### Article
◇ ◇ ◇ ◇

The QM-coder, derived from ABIC, was designed with serial software conventions that make sharing of hardware difficult. However, the basic concept of the conversion of software-optimized arithmetic coding into hardware-optimized structures is known [9,10]. Figure 1(c) shows a hardware-optimized QM-coder, in which the MPS over LPS (MPS/LPS) convention is used. The last valid value of the interval in Figure 1(b), C + A - 1, is mapped to the base of the LPS interval in Figure 1(c). The base of the LPS interval, C + A - Qe, maps to C + Qe - 1, which is the top of the LPS interval. Finally, the base of the MPS interval becomes the last valid value included in the MPS interval, C + A - 1.

◇ ◇ ◇ ◇

### Short exercise a
In the listing, change "plastic mask" to "face mask". Begin at the line that has "For each instance of the transparent", stop at the end of the listing, and give those lines back with nothing else altered.

◇ ◇ ◇ ◇

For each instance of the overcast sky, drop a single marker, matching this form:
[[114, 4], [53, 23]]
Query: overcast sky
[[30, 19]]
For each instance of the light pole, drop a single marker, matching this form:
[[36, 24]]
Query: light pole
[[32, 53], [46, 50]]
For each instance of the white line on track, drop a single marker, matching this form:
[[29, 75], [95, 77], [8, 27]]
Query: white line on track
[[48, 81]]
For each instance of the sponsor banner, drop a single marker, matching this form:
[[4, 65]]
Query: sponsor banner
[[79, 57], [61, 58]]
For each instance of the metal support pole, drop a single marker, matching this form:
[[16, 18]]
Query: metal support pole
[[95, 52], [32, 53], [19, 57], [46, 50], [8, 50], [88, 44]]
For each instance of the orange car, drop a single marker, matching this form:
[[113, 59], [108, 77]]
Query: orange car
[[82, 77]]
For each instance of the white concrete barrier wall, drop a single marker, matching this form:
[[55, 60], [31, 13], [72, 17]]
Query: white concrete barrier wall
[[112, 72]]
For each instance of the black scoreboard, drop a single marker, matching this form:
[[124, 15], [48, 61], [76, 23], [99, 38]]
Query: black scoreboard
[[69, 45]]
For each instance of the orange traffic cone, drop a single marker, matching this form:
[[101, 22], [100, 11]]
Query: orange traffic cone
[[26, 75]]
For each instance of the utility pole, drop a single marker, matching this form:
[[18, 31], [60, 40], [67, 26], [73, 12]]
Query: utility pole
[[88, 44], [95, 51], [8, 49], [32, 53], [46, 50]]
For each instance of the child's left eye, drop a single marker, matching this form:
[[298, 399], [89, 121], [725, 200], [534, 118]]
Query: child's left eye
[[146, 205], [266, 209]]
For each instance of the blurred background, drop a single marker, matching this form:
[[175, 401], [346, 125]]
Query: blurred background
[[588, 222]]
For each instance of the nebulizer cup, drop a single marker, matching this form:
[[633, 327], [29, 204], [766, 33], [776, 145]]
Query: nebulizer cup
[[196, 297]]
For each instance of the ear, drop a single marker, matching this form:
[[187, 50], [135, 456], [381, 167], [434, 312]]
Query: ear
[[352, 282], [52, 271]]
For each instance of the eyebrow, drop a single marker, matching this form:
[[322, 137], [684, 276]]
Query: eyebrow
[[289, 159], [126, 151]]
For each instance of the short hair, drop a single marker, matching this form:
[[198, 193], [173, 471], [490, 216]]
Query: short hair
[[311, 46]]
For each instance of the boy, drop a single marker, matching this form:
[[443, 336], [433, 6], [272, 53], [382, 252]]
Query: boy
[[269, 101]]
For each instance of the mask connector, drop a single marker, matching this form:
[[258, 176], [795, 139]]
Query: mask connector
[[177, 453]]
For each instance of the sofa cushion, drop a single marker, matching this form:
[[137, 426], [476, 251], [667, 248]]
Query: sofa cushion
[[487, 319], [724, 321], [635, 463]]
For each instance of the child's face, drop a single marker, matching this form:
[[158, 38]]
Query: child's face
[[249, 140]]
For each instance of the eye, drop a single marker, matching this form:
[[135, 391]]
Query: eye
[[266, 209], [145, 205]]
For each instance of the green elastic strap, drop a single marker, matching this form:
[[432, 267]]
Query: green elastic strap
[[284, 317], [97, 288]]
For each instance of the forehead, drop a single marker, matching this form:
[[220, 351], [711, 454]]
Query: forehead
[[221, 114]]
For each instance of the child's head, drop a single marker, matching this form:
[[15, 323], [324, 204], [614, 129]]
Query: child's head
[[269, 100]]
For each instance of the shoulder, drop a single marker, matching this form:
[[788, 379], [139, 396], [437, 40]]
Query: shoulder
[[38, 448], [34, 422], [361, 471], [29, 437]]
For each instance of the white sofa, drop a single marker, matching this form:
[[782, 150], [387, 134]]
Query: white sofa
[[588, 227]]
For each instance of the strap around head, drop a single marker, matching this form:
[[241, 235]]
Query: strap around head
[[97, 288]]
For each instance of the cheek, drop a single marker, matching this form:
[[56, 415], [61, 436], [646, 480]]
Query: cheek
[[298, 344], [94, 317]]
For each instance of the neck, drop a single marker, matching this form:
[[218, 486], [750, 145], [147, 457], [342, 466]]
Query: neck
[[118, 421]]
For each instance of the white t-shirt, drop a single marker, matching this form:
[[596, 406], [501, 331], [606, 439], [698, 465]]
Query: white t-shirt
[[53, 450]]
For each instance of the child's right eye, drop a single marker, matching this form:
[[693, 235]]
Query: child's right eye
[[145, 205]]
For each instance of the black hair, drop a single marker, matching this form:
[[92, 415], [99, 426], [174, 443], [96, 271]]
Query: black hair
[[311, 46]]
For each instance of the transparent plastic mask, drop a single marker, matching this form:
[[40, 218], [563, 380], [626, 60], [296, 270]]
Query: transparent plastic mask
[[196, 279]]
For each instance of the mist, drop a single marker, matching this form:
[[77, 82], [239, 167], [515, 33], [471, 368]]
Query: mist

◇ ◇ ◇ ◇

### Short exercise b
Reproduce the passage on the QM-coder word for word. Begin at the words "The QM-coder, derived" and stop after "interval, C + A - 1.".

### Correct answer a
For each instance of the transparent face mask, drop a single marker, matching this form:
[[40, 218], [563, 380], [626, 60], [296, 270]]
Query: transparent face mask
[[196, 279]]
For each instance of the mist, drop a single marker, matching this form:
[[77, 82], [239, 167], [515, 33], [471, 368]]
Query: mist

### Correct answer b
The QM-coder, derived from ABIC, was designed with serial software conventions that make sharing of hardware difficult. However, the basic concept of the conversion of software-optimized arithmetic coding into hardware-optimized structures is known [9,10]. Figure 1(c) shows a hardware-optimized QM-coder, in which the MPS over LPS (MPS/LPS) convention is used. The last valid value of the interval in Figure 1(b), C + A - 1, is mapped to the base of the LPS interval in Figure 1(c). The base of the LPS interval, C + A - Qe, maps to C + Qe - 1, which is the top of the LPS interval. Finally, the base of the MPS interval becomes the last valid value included in the MPS interval, C + A - 1.